Task to complete:
Retype all of the data without changing a single word.

(Stored data)
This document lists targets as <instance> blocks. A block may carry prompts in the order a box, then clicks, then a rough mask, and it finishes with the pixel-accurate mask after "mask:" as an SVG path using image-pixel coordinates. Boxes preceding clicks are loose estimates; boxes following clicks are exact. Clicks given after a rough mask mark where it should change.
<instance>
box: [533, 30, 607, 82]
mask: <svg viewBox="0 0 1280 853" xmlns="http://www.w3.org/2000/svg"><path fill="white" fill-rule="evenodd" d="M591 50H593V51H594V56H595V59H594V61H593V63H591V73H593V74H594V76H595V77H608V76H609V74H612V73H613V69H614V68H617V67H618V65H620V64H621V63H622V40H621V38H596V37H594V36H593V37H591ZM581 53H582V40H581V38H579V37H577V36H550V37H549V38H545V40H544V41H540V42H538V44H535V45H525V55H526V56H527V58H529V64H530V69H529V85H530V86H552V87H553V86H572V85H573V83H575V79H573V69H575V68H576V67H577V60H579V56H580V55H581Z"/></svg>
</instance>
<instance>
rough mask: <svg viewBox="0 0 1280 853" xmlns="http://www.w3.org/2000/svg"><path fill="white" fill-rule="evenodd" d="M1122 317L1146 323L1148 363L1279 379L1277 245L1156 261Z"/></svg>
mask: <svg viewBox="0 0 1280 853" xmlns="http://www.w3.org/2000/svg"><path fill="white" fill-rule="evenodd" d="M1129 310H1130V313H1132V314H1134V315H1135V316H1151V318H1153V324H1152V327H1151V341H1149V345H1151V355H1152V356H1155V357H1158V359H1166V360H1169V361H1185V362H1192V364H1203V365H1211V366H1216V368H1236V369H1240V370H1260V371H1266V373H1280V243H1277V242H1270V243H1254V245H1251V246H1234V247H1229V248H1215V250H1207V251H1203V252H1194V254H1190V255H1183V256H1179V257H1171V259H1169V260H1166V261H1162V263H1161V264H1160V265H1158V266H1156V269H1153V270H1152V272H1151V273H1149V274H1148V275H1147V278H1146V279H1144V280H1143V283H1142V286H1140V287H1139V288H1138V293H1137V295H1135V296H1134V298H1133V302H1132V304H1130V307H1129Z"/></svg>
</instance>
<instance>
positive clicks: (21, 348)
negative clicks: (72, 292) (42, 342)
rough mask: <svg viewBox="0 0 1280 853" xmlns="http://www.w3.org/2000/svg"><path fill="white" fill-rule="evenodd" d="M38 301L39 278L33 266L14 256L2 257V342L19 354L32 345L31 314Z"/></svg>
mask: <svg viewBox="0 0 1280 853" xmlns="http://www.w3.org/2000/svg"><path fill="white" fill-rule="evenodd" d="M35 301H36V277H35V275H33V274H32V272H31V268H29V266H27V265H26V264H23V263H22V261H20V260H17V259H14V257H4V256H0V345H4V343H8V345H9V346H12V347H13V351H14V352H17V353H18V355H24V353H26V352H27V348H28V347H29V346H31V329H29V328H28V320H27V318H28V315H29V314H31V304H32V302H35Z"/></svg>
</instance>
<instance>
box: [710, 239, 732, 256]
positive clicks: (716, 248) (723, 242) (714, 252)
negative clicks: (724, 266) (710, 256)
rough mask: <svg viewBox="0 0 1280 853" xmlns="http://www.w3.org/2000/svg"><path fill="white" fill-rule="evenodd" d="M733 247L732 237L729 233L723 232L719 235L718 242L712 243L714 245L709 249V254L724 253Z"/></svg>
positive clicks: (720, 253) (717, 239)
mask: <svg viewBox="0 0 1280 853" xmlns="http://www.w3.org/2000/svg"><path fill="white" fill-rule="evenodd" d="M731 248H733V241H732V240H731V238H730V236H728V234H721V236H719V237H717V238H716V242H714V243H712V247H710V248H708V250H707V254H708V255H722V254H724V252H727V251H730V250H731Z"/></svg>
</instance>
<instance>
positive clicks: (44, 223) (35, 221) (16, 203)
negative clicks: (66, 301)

Worked solution:
This document lists targets as <instance> blocks. A block may carry prompts in the order a box, then clicks, then a rough mask, and it finishes with the pixel-accurate mask after "mask:" as an SVG path using image-pixel coordinates. Boxes preceding clicks are loose estimates; boxes following clicks are exact. Clicks given after a rough mask mark where it should change.
<instance>
box: [533, 30, 607, 82]
mask: <svg viewBox="0 0 1280 853" xmlns="http://www.w3.org/2000/svg"><path fill="white" fill-rule="evenodd" d="M591 50H593V51H594V56H595V59H594V61H593V63H591V73H593V74H594V76H595V77H608V76H609V74H612V73H613V69H614V68H617V67H618V65H620V64H621V63H622V40H621V38H596V37H594V36H593V37H591ZM581 53H582V40H581V38H579V37H577V36H550V37H549V38H545V40H544V41H540V42H538V44H535V45H525V55H526V56H527V58H529V64H530V69H529V85H530V86H552V87H553V86H572V85H573V83H575V79H573V69H575V68H576V67H577V60H579V56H580V55H581Z"/></svg>
</instance>
<instance>
rough mask: <svg viewBox="0 0 1280 853" xmlns="http://www.w3.org/2000/svg"><path fill="white" fill-rule="evenodd" d="M1122 317L1146 323L1148 363L1279 379L1277 245L1156 261Z"/></svg>
mask: <svg viewBox="0 0 1280 853" xmlns="http://www.w3.org/2000/svg"><path fill="white" fill-rule="evenodd" d="M1129 310H1130V313H1132V314H1134V315H1135V316H1151V318H1153V324H1152V327H1151V341H1149V345H1151V355H1152V356H1155V357H1158V359H1166V360H1169V361H1185V362H1192V364H1203V365H1211V366H1216V368H1236V369H1240V370H1260V371H1266V373H1280V243H1277V242H1270V243H1254V245H1251V246H1234V247H1229V248H1215V250H1207V251H1203V252H1194V254H1190V255H1183V256H1179V257H1171V259H1169V260H1166V261H1162V263H1161V264H1160V265H1158V266H1156V269H1153V270H1152V272H1151V273H1149V274H1148V275H1147V278H1146V279H1144V280H1143V283H1142V286H1140V287H1139V288H1138V293H1137V295H1135V296H1134V298H1133V302H1132V304H1130V307H1129Z"/></svg>
</instance>
<instance>
positive clicks: (21, 348)
negative clicks: (72, 292) (42, 342)
rough mask: <svg viewBox="0 0 1280 853" xmlns="http://www.w3.org/2000/svg"><path fill="white" fill-rule="evenodd" d="M38 301L39 278L33 266L14 256L2 257V342L19 354L32 345L31 314Z"/></svg>
mask: <svg viewBox="0 0 1280 853" xmlns="http://www.w3.org/2000/svg"><path fill="white" fill-rule="evenodd" d="M35 301H36V277H35V275H33V274H32V272H31V268H29V266H27V265H26V264H23V263H22V261H20V260H17V259H14V257H4V256H0V345H4V343H8V345H9V346H12V347H13V351H14V352H17V353H18V355H24V353H26V352H27V348H28V347H29V346H31V329H29V328H28V320H27V318H28V315H29V314H31V304H32V302H35Z"/></svg>
</instance>
<instance>
box: [710, 239, 732, 256]
positive clicks: (716, 248) (723, 242) (714, 252)
negative clicks: (724, 266) (710, 256)
rough mask: <svg viewBox="0 0 1280 853" xmlns="http://www.w3.org/2000/svg"><path fill="white" fill-rule="evenodd" d="M733 247L732 237L729 233L723 232L719 235L718 242L712 243L714 245L709 249V254L724 253Z"/></svg>
positive clicks: (720, 253) (717, 239)
mask: <svg viewBox="0 0 1280 853" xmlns="http://www.w3.org/2000/svg"><path fill="white" fill-rule="evenodd" d="M731 248H733V241H732V240H731V238H730V236H728V234H721V236H719V237H717V238H716V242H714V243H712V247H710V248H708V250H707V254H708V255H722V254H724V252H727V251H730V250H731Z"/></svg>
</instance>
<instance>
positive clicks: (44, 223) (35, 221) (16, 203)
negative clicks: (66, 301)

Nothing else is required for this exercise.